## PROMPT
Reproduce nothing but the closing run of lines: the line with "indicate the snow-covered shed" and each line that follows it to the end of the data.

··· DATA SHOWN ···

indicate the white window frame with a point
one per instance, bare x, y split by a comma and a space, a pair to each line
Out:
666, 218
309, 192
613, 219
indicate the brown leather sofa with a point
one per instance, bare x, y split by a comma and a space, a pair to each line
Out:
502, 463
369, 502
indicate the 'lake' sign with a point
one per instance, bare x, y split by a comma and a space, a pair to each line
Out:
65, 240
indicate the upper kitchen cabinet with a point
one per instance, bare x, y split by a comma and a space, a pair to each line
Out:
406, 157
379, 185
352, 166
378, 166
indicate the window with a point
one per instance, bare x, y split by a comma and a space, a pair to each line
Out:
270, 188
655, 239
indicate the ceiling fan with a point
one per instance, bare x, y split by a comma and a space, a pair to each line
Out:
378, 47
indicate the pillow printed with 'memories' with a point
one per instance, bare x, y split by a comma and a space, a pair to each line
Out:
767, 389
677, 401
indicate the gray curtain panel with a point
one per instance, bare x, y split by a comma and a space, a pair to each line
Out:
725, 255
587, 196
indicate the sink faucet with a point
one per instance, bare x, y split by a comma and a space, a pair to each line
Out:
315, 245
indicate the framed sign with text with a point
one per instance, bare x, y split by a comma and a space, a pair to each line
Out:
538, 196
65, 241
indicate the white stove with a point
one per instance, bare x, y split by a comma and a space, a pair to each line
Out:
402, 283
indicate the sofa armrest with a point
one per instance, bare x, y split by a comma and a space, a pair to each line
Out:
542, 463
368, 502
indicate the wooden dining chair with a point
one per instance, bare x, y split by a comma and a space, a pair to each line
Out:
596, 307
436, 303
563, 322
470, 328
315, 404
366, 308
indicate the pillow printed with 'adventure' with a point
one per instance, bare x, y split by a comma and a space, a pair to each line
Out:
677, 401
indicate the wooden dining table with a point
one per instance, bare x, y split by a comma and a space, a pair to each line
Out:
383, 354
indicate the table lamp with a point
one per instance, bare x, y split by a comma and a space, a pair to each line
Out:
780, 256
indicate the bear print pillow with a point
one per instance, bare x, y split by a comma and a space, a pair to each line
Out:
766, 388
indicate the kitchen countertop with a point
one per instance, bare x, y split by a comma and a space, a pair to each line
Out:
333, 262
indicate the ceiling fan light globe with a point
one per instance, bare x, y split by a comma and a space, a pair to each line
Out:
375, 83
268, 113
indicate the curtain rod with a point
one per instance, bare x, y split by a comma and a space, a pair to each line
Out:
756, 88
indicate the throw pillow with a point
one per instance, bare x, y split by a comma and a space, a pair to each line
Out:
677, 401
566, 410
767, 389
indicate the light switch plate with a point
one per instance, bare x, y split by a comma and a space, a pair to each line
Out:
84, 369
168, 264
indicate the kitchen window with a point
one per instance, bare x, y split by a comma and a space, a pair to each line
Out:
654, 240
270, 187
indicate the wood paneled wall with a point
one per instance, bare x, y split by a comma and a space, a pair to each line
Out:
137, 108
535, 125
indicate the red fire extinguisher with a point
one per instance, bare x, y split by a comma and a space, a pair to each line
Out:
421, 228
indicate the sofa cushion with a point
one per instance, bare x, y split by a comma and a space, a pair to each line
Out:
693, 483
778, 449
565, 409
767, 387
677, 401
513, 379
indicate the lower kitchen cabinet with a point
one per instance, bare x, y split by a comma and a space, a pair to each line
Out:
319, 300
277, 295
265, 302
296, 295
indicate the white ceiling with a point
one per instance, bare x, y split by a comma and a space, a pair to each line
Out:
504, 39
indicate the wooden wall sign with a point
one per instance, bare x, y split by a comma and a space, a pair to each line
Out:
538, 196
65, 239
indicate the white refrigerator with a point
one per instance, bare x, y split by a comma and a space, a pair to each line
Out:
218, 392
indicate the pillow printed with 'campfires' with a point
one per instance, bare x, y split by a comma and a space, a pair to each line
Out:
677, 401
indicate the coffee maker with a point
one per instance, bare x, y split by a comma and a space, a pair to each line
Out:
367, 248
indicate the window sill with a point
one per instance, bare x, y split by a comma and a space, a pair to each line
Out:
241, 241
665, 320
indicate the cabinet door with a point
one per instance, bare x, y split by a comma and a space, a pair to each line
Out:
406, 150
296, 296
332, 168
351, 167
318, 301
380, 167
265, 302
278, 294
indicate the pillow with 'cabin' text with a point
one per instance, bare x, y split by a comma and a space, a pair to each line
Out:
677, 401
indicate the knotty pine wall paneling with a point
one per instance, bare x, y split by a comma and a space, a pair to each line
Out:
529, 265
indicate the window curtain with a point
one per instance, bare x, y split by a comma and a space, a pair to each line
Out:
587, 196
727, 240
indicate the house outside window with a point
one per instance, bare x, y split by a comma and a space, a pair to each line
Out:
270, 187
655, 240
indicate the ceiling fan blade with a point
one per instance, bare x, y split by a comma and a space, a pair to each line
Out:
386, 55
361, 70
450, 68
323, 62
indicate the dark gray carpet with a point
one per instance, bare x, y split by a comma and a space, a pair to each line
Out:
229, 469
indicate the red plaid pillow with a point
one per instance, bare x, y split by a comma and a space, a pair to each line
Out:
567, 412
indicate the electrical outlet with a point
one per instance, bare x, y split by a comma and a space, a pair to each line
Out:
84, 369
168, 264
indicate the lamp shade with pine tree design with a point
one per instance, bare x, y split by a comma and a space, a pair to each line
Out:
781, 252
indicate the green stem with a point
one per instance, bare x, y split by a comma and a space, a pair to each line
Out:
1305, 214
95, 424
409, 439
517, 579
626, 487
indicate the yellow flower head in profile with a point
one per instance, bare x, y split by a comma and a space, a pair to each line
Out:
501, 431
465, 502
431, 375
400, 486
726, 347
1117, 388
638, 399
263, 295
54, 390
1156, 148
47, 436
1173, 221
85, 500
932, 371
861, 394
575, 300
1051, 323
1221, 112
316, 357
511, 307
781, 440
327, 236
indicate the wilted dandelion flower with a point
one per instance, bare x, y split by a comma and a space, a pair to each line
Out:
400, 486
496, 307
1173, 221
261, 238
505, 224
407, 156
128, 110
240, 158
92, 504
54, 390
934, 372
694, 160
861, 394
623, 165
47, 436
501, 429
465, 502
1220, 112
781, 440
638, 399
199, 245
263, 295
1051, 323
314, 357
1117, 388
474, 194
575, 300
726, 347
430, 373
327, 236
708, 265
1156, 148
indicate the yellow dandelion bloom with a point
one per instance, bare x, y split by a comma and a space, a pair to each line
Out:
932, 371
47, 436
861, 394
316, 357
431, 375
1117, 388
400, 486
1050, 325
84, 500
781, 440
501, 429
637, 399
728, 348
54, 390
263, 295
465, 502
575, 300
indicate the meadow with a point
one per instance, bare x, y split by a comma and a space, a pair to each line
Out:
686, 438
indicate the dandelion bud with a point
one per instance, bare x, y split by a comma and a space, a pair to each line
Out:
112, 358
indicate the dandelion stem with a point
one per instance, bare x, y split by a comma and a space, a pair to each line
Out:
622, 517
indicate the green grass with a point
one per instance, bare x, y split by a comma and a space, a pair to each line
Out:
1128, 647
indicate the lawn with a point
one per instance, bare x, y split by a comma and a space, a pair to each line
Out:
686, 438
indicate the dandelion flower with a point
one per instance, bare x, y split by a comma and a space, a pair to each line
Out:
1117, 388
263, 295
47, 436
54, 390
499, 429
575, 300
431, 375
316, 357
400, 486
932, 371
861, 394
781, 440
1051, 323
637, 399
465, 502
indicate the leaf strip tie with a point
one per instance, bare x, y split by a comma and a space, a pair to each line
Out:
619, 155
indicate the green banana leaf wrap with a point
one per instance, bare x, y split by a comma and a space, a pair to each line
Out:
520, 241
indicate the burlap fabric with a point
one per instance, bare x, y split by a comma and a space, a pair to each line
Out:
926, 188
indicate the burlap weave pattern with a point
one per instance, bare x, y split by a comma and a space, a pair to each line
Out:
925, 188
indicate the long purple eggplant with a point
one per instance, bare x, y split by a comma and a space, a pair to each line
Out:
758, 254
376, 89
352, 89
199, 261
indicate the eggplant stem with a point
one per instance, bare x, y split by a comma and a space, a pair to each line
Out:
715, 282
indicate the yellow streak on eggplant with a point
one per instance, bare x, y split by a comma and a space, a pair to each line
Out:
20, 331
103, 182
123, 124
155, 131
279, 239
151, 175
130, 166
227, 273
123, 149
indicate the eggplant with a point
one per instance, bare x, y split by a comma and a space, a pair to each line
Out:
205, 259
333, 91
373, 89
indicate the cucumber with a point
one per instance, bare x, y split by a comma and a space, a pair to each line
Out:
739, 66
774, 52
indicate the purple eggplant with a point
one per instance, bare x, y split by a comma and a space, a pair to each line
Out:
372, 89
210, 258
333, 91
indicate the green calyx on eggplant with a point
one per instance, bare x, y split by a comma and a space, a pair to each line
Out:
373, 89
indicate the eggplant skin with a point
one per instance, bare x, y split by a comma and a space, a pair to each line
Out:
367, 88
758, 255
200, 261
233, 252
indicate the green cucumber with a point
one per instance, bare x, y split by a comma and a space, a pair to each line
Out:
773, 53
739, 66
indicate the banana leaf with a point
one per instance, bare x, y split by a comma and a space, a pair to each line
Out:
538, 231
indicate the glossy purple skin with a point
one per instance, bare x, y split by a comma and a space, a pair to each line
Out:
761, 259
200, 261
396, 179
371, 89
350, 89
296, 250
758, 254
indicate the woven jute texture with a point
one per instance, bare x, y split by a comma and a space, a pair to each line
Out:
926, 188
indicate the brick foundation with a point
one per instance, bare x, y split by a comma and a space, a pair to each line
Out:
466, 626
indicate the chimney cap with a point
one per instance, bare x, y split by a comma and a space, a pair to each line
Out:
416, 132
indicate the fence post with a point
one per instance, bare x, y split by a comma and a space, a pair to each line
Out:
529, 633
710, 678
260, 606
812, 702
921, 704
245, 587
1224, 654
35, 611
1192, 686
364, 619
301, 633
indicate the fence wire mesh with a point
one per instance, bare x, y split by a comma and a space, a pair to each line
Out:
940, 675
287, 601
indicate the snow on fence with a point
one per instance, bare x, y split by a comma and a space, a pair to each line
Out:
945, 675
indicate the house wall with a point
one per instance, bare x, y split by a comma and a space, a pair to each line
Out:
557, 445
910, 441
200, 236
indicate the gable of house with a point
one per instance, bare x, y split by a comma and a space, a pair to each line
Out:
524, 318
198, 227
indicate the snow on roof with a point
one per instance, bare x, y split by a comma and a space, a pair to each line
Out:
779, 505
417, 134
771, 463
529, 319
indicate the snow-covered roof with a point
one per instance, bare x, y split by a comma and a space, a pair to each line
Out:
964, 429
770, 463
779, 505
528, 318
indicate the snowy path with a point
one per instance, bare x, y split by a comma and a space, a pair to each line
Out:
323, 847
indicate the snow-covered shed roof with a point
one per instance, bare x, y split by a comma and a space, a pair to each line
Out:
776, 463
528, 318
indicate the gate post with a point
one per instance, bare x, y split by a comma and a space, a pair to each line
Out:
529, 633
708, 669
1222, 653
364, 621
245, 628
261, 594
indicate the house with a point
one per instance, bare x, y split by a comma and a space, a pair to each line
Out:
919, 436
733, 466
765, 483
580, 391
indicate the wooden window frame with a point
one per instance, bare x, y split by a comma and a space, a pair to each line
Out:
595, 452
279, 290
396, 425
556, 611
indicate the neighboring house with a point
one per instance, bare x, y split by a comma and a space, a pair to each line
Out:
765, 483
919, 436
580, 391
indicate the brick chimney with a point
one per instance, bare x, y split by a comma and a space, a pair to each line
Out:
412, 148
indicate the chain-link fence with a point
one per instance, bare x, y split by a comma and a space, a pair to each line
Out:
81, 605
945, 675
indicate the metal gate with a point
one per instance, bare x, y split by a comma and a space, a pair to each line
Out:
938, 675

···

## SOLUTION TO THE PROBLEM
indicate the snow-covered shed roof with a point
one per instance, bare x, y split by a comma and a space, a pair to each line
Out:
776, 463
528, 318
indicate the gate post with a point
one per instance, bare x, y split by a comma and a space, a pair to each line
Out:
529, 633
708, 669
1222, 653
364, 621
245, 628
261, 594
indicate the house with a point
one per instance, bare x, y split by a comma and a space, a pair to each line
Out:
919, 436
733, 466
765, 483
580, 391
indicate the wooden window frame with a point
one per instance, bare x, y split by a comma and a space, a pair to each line
Out:
595, 452
279, 290
396, 425
556, 611
indicate the neighboring house with a point
one per instance, bare x, y split by a comma and a space, a pair to each line
Out:
765, 483
919, 436
580, 391
indicate the brick chimney with a point
one per instance, bare x, y split by a comma and a space, a pair to each line
Out:
412, 148
indicate the chain-link fence with a point
one per instance, bare x, y split by a comma and a space, a pair to each line
Out:
81, 605
945, 675
indicate the metal gate with a point
one per instance, bare x, y split by a comma and a space, a pair to each line
Out:
938, 675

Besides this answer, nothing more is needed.